### Aim
Only the pictures are to be left out; set down the rest of the records exactly.

### Excerpted data
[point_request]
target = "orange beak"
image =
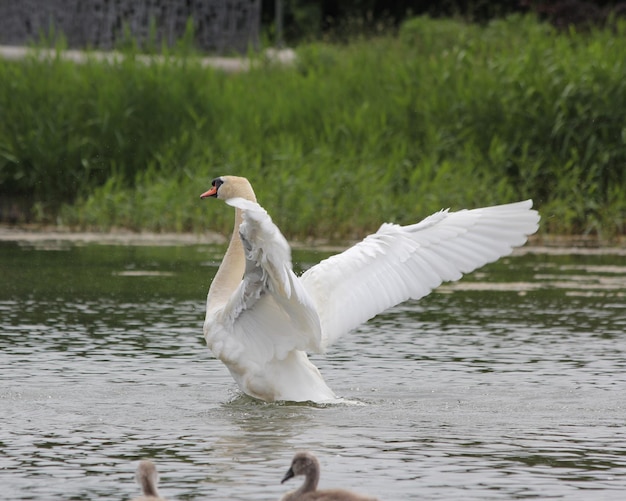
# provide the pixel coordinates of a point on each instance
(211, 193)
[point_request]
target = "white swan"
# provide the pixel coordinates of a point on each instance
(305, 463)
(261, 318)
(148, 478)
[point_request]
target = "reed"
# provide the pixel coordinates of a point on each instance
(443, 114)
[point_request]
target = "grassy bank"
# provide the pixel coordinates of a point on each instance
(443, 115)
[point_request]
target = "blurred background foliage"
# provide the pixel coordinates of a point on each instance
(382, 117)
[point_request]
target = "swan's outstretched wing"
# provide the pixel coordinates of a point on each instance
(270, 314)
(406, 262)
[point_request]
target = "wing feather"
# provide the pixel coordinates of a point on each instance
(406, 262)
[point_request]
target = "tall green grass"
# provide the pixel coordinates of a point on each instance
(445, 114)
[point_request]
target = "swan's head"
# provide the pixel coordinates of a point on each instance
(304, 463)
(225, 187)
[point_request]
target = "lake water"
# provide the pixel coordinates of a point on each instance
(510, 384)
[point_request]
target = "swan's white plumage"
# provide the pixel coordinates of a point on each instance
(262, 327)
(407, 262)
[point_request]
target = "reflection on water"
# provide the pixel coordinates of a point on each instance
(509, 384)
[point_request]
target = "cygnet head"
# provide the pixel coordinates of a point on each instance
(304, 463)
(148, 478)
(225, 187)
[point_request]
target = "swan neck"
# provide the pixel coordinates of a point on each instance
(231, 270)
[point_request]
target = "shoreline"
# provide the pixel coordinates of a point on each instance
(40, 236)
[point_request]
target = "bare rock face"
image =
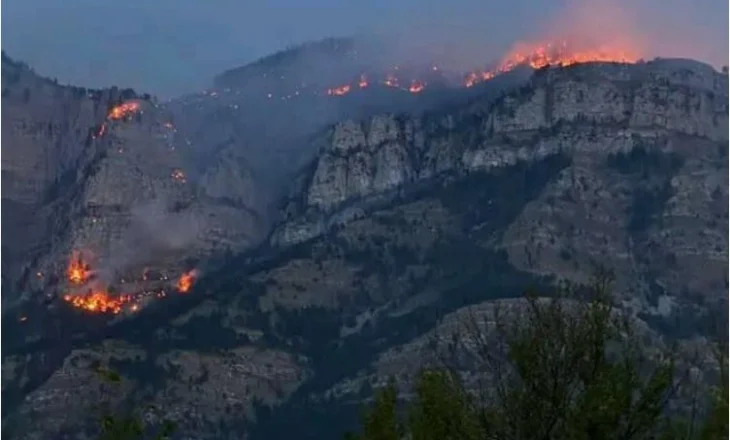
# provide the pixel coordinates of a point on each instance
(79, 179)
(673, 111)
(398, 222)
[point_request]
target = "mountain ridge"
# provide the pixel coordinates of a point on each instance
(494, 196)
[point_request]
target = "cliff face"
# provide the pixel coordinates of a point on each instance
(396, 223)
(76, 180)
(671, 114)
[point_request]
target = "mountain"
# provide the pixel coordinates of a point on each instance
(383, 229)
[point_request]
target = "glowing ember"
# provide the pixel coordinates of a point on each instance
(391, 81)
(538, 55)
(186, 281)
(99, 302)
(416, 87)
(78, 271)
(123, 110)
(339, 91)
(178, 175)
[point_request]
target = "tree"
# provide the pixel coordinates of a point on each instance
(126, 425)
(567, 367)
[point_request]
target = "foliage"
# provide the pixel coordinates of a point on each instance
(127, 425)
(566, 367)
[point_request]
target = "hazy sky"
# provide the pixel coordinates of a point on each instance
(168, 47)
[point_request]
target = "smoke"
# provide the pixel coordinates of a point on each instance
(153, 234)
(168, 47)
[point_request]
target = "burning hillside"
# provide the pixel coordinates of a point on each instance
(101, 300)
(534, 55)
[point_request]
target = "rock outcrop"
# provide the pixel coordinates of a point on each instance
(115, 189)
(398, 222)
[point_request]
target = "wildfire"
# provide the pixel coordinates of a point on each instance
(78, 271)
(99, 302)
(178, 175)
(123, 110)
(186, 281)
(339, 91)
(537, 55)
(391, 81)
(416, 87)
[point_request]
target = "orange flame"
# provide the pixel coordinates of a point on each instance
(123, 110)
(538, 55)
(391, 81)
(78, 271)
(416, 86)
(339, 91)
(98, 302)
(186, 281)
(178, 175)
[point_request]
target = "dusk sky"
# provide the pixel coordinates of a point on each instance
(168, 47)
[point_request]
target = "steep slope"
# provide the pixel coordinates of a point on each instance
(99, 174)
(401, 220)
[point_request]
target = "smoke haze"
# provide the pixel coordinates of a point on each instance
(169, 47)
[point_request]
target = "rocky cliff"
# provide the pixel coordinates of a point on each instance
(79, 179)
(399, 221)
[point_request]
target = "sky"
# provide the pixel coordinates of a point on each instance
(170, 47)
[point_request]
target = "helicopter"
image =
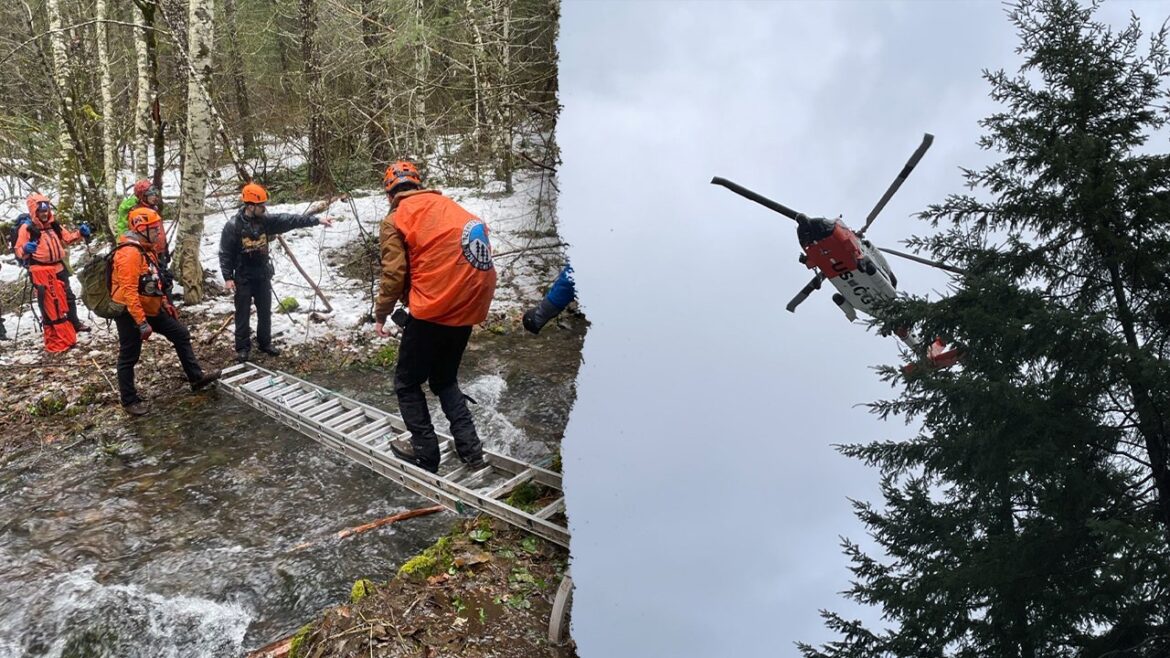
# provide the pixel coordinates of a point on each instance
(852, 264)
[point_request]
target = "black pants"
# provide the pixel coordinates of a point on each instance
(248, 290)
(130, 347)
(63, 275)
(432, 353)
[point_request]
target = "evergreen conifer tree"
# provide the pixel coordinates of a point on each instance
(1030, 516)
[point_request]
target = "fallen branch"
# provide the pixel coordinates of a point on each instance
(378, 523)
(329, 307)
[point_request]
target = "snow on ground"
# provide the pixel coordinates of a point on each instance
(522, 232)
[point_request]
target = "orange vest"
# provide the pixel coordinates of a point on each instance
(451, 271)
(136, 280)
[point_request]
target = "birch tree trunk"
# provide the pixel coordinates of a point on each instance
(318, 152)
(198, 151)
(377, 101)
(481, 87)
(109, 166)
(67, 164)
(143, 97)
(419, 95)
(235, 68)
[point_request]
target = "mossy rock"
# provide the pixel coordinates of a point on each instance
(362, 588)
(386, 355)
(434, 560)
(296, 648)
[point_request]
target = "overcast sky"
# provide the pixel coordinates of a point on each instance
(707, 500)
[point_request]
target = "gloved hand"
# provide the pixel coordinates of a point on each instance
(400, 316)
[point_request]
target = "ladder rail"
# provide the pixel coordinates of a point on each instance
(327, 417)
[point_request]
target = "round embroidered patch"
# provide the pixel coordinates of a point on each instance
(476, 247)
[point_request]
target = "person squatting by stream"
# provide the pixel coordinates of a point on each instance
(435, 258)
(137, 283)
(248, 271)
(41, 246)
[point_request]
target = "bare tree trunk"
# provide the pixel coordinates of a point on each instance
(109, 166)
(479, 83)
(235, 66)
(198, 152)
(419, 93)
(506, 98)
(143, 97)
(378, 104)
(67, 165)
(318, 151)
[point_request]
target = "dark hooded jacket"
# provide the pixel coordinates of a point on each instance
(245, 242)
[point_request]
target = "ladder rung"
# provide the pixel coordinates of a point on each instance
(550, 509)
(371, 431)
(356, 422)
(325, 405)
(507, 487)
(330, 413)
(337, 424)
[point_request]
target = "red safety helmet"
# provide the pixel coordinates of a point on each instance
(399, 173)
(254, 193)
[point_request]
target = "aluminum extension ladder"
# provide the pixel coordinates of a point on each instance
(363, 433)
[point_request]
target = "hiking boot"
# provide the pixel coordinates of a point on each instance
(407, 454)
(207, 379)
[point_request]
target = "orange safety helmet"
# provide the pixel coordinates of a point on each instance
(143, 218)
(254, 193)
(400, 172)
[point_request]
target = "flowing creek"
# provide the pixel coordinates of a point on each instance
(179, 535)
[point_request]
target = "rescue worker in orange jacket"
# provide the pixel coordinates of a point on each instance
(41, 245)
(136, 281)
(436, 259)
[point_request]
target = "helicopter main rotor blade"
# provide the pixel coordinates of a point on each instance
(927, 139)
(758, 198)
(924, 261)
(814, 285)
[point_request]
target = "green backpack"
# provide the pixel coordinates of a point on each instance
(96, 278)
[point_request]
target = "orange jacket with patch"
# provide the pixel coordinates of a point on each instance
(136, 280)
(50, 247)
(440, 253)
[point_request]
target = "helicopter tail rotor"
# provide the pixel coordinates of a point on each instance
(812, 286)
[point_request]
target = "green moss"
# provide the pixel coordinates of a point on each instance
(386, 356)
(296, 648)
(362, 588)
(47, 405)
(434, 560)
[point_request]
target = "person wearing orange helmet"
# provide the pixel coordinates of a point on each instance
(436, 259)
(247, 268)
(136, 281)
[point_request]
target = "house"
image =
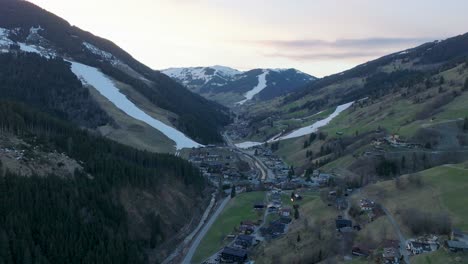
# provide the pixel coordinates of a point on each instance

### Exercise solution
[point_request]
target = "orange beak"
image =
# provide the pixel coordinates of a point on each instance
(211, 193)
[point_request]
target = "white swan"
# provide the pixel coordinates of a point on each instance
(305, 463)
(261, 318)
(148, 478)
[point_request]
target = "reed"
# provide the pixel coordinates of a point on each instance
(443, 114)
[point_request]
target = "grassy bank"
# provide the pixel coordinates of a point on each instance
(443, 115)
[point_request]
target = "blurred background foliage"
# provide the pixel coordinates of a point on each instance
(382, 117)
[point_request]
target = "swan's outstretched wing"
# provide the pixel coordinates of a point on each instance
(270, 314)
(406, 262)
[point_request]
target = "wing feather"
# provide the pixel coordinates of a point on each instance
(406, 262)
[point_request]
target = "tall green grass"
# provide the pixel coordinates of a point on each instance
(445, 114)
[point_request]
target = "swan's head"
# provide the pixel coordinates of a point on each instance
(304, 463)
(225, 187)
[point_request]
target = "lake water"
# provide the pixel coordinates of a point on each instance
(510, 384)
[point_request]
target = "swan's white plumage"
# provide the pixel coordinates of a point on each instance
(262, 327)
(407, 262)
[point_request]
target = "reflection on water"
# provide the pixel coordinates of a point on each instance
(509, 384)
[point_request]
target = "cygnet head"
# provide the pixel coordinates of a point on each instance
(304, 463)
(148, 478)
(225, 187)
[point_request]
target = "swan neck"
# provide the pixel coordinates of a point on each instance
(231, 270)
[point_request]
target = "shoreline"
# provide the pixel coordinates of a point on each instance
(40, 236)
[point_request]
target = "bare rock face"
image =
# provide the pixel coordinates of a point on each instance
(79, 179)
(673, 111)
(398, 222)
[point_request]
target = "mountain ridge"
# provide the pixel coordinates of a point on each instance
(494, 196)
[point_request]
target = "cliff face"
# provide the pixel coordinates of a point on each instance
(396, 223)
(76, 180)
(671, 114)
[point_request]
target = "mountain"
# provide the pixel coordinates of a point on each instance
(383, 229)
[point_request]
target = "glowing ember"
# provide the pixel coordinates of a point on each instance
(391, 81)
(538, 55)
(186, 281)
(99, 302)
(416, 87)
(78, 271)
(123, 110)
(339, 91)
(178, 175)
[point_request]
target = "tree"
# provide the pixel coordinates of a point on each instance
(126, 425)
(567, 367)
[point_request]
target = "foliage"
# provide the pixel coordinates of a point on each instance
(127, 425)
(566, 367)
[point_request]
target = "hazy sky"
# provide the pixel coordinates of a point on each instance
(168, 47)
[point_request]
target = "smoke"
# provide the pixel coordinates of a point on each instance
(153, 234)
(168, 47)
[point_request]
target = "burning hillside"
# provide the pixel coordinates of a point on each instance
(101, 300)
(534, 55)
[point_request]
target = "rock outcrop"
# provide the pixel coordinates of a point on each instance
(115, 189)
(398, 222)
[point_request]
target = "wildfire"
# provide the pixel coordinates of a point on each instance
(78, 271)
(99, 302)
(178, 175)
(123, 110)
(186, 281)
(339, 91)
(537, 55)
(391, 81)
(416, 87)
[point_request]
target = "orange flame"
# provide the pixel coordinates of a point on each instance
(123, 110)
(538, 55)
(391, 81)
(78, 271)
(416, 86)
(339, 91)
(98, 302)
(186, 281)
(178, 175)
[point_request]
target = "dusk sky"
# provide the pixel coordinates of a point on each instance
(168, 47)
[point_request]
target = "steep slope"
# provide the pixel coordinates of a point on each instance
(99, 174)
(401, 220)
[point_request]
target = "smoke haze"
# provide the pixel coordinates of a point on each instance
(169, 47)
[point_request]
target = "rocky cliff"
# provide the pixel coordinates of a point on each instance
(79, 179)
(399, 221)
[point_request]
target = "sky"
# provide the pixel coordinates of a point on each instance
(170, 47)
[point_request]
target = "helicopter"
image =
# provide the pixel coordinates of a point on each instance
(852, 264)
[point_request]
target = "black pants"
# provide the pixel coordinates of a point on each instance
(248, 290)
(130, 347)
(63, 275)
(432, 353)
[point_request]
target = "evergreen conifer tree"
# provide the pixel coordinates of a point on each instance
(1030, 516)
[point_request]
target = "fallen branch"
# provide the pixel coordinates of a point on each instance
(378, 523)
(329, 307)
[point_request]
target = "snow on ground"
# provide the pixel coordinates of a point on each instance
(522, 232)
[point_request]
target = "orange vest"
# provide the pixel coordinates of a point on each instance
(451, 271)
(136, 280)
[point_request]
target = "birch tree trunk"
# provide the pixel coordinates of a point on each instance
(318, 152)
(198, 151)
(377, 101)
(481, 87)
(109, 166)
(67, 164)
(143, 97)
(419, 95)
(235, 68)
[point_request]
target = "mossy rock"
# provide the pixel coordinates of a point on each instance
(362, 588)
(386, 355)
(434, 560)
(296, 648)
[point_request]
target = "overcast sky"
# provide the pixel coordinates of a point on each instance
(707, 500)
[point_request]
target = "gloved hand"
# provide the pixel coordinates of a point on each instance
(400, 316)
[point_request]
target = "ladder rail"
# provide the pixel coordinates of a point on each instance
(327, 417)
[point_request]
target = "round embroidered patch"
# provide the pixel coordinates of a point on each instance
(476, 247)
[point_request]
target = "person squatting by stream"
# provide the pixel coordinates of a point on each instance
(435, 258)
(137, 283)
(248, 271)
(41, 246)
[point_request]
target = "bare tree trunk"
# provide the pixel coordinates of a point on each instance
(109, 166)
(479, 83)
(235, 66)
(198, 152)
(419, 93)
(506, 98)
(143, 97)
(378, 104)
(67, 165)
(318, 151)
[point_request]
target = "dark hooded jacket"
# provide the pixel coordinates of a point on each instance
(245, 242)
[point_request]
target = "ladder rung"
# provide the pixel coordinates of a point on each instance
(550, 509)
(371, 431)
(356, 422)
(325, 405)
(507, 487)
(330, 413)
(337, 424)
[point_request]
target = "red safety helmet"
# provide the pixel coordinates of a point on each instance
(399, 173)
(254, 193)
[point_request]
target = "aluminum extension ladder"
# provide the pixel coordinates of a point on each instance
(363, 433)
[point_request]
target = "hiking boot"
# provide the pixel coordinates of a point on each instance
(407, 454)
(207, 379)
[point_request]
target = "orange safety helmet"
# provide the pixel coordinates of a point on each instance
(143, 218)
(254, 193)
(400, 172)
[point_request]
target = "flowing creek"
# provide the pixel coordinates of a point on each instance
(179, 535)
[point_request]
target = "rescue worker in orange jacket"
# provide the pixel coordinates of a point on each instance
(41, 245)
(136, 281)
(436, 259)
[point_request]
target = "helicopter main rotor blade"
# provide the pixel coordinates of a point on each instance
(927, 139)
(758, 198)
(924, 261)
(814, 285)
[point_request]
target = "green backpack"
# provide the pixel coordinates of a point on each instance
(96, 278)
[point_request]
target = "orange jacket with patch"
# provide the pixel coordinates of a point on each instance
(136, 280)
(50, 247)
(440, 253)
[point_request]
target = "helicopter tail rotor"
# provide the pixel coordinates of a point on each instance
(812, 286)
[point_request]
target = "green moss"
# provide the pixel coordinates of a point on each instance
(386, 356)
(296, 648)
(362, 588)
(47, 405)
(434, 560)
[point_request]
target = "person wearing orange helmet"
# provide the pixel coordinates of a point on each instance
(436, 259)
(247, 268)
(136, 281)
[point_request]
target = "house"
image =
# provide the pixel coordinates of a point on each instance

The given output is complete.